REQUIREMENT: Below are the records; they must be reproduced verbatim.

-------- INFORMATION SHOWN

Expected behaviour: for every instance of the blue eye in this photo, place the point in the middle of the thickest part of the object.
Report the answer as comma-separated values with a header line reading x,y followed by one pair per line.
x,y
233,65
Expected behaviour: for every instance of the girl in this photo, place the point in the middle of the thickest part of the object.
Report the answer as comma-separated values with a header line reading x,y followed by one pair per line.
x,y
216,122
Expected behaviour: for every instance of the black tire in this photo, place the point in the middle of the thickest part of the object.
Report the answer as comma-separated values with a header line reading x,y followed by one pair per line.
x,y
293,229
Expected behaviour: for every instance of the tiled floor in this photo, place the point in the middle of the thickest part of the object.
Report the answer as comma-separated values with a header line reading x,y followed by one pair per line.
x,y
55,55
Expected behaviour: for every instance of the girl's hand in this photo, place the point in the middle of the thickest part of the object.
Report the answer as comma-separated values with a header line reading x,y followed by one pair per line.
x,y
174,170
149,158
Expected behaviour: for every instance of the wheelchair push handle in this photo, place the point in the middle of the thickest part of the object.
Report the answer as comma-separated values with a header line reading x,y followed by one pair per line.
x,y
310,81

----------------

RESPONSE TO THIS EXERCISE:
Expected behaviour: for every instance of the blue eye in this photo, place the point in the middle of the thickest part of the object.
Report the answer as comma-separated values with a header line reading x,y followed by one pair per line.
x,y
233,65
Expected behaviour: for every instance of the girl in this photo, place the point in the middle of the thickest part of the object.
Report the answer as comma-separated values with a header line reading x,y followed by one pair per line.
x,y
216,122
Expected behaviour: for every instance of the black tire in this photo, place the point in the middle of the thickest part of the object.
Report the answer as comma-separated values with a header line reading x,y followed by one pair per line.
x,y
293,229
Expected behaviour: for every instance of the tiled floor in this photo, place the point in the middle of the thickest part of the object.
Report the answer as comma-separated values with a header line reading x,y followed by one pair per line.
x,y
55,55
Expected behaviour: for every instance of the girl's hand in this photo, place the point in the middle of the thickest part of the object.
Report the answer as comma-separated values with a header line reading x,y followed by one pair per line.
x,y
174,170
149,158
Expected behaviour: for every instance of the wheelchair push handle in this photo, place the point in the middle of the thickest part of the object.
Report the answer as comma-separated values with a header line reading x,y followed by one pair per line.
x,y
310,81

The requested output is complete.